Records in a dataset

---

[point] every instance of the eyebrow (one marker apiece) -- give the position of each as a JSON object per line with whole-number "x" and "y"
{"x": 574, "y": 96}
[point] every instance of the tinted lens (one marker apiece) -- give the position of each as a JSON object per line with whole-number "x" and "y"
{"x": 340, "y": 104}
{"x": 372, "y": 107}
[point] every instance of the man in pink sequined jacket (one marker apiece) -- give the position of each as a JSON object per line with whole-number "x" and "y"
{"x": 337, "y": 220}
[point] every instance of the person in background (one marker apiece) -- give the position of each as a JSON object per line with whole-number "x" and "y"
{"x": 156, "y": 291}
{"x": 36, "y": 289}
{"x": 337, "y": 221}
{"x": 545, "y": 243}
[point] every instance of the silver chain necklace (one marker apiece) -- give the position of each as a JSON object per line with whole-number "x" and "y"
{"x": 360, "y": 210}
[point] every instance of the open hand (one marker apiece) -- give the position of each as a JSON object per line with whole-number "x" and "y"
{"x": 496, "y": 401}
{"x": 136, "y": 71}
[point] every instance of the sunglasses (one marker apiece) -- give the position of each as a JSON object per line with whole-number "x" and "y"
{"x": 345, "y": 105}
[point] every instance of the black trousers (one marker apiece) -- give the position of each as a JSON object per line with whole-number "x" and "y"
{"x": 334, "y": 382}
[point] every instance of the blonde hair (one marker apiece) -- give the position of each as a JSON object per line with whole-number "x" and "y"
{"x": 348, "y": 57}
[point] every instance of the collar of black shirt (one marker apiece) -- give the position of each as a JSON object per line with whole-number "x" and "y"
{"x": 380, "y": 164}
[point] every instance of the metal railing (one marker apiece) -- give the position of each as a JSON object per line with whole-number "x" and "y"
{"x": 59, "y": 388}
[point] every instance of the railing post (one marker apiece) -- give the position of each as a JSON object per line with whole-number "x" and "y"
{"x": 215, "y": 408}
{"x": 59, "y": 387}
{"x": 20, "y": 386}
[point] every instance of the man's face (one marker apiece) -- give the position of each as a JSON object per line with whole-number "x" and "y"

---

* Given request *
Reproduce all of the lines above word for word, with no changes.

* Solution for this exercise *
[point] every instance of the eyebrow (one marker apiece) -- give the position of each as a JSON object per line with whole-number "x" and "y"
{"x": 574, "y": 96}
[point] every instance of the tinted lens (one marker apiece) -- give the position of each as a JSON object per line with whole-number "x" and "y"
{"x": 340, "y": 104}
{"x": 372, "y": 107}
[point] every instance of the man in pink sequined jacket (one marker apiece) -- give the position of each as a JSON object per line with whole-number "x" and "y"
{"x": 337, "y": 220}
[point] every instance of the person in background (one marker apiece) -- give the position of each as a JSON object per line with whole-number "x" and "y"
{"x": 156, "y": 291}
{"x": 36, "y": 289}
{"x": 337, "y": 221}
{"x": 545, "y": 243}
[point] every instance of the silver chain necklace (one marker apiece) -- give the position of each as a JSON object per line with whole-number "x" and "y"
{"x": 360, "y": 210}
[point] every instance of the open hand (one marker apiece) -- give the position of each as a JSON object per line with whole-number "x" and "y"
{"x": 496, "y": 401}
{"x": 136, "y": 71}
[point] every instance of the sunglasses (one marker apiece) -- give the position of each as a JSON object per line with whole-number "x" and "y"
{"x": 345, "y": 105}
[point] every instance of the black trousers (one marker apiece) -- give the position of each as a JSON object per line with whole-number "x" and "y"
{"x": 334, "y": 382}
[point] every instance of the blonde hair (one marker apiece) -- give the position of each as a JSON object per line with whole-number "x" and "y"
{"x": 348, "y": 57}
[point] every instance of the collar of black shirt (one marker apiece) -- give the position of each as a JSON object per line with whole-number "x" and "y"
{"x": 380, "y": 164}
[point] every instance of the metal railing (one marker apiece) -- give the position of each as a JSON object per line with whole-number "x" and "y"
{"x": 59, "y": 388}
[point] every instance of the railing post (one marker apiece) -- give the position of each as a JSON object per line with whole-number "x" and "y"
{"x": 215, "y": 408}
{"x": 59, "y": 387}
{"x": 20, "y": 386}
[point] every instance of the man's face (one marker apiece) -- give the position of each as a JSON object per line with whole-number "x" and "y"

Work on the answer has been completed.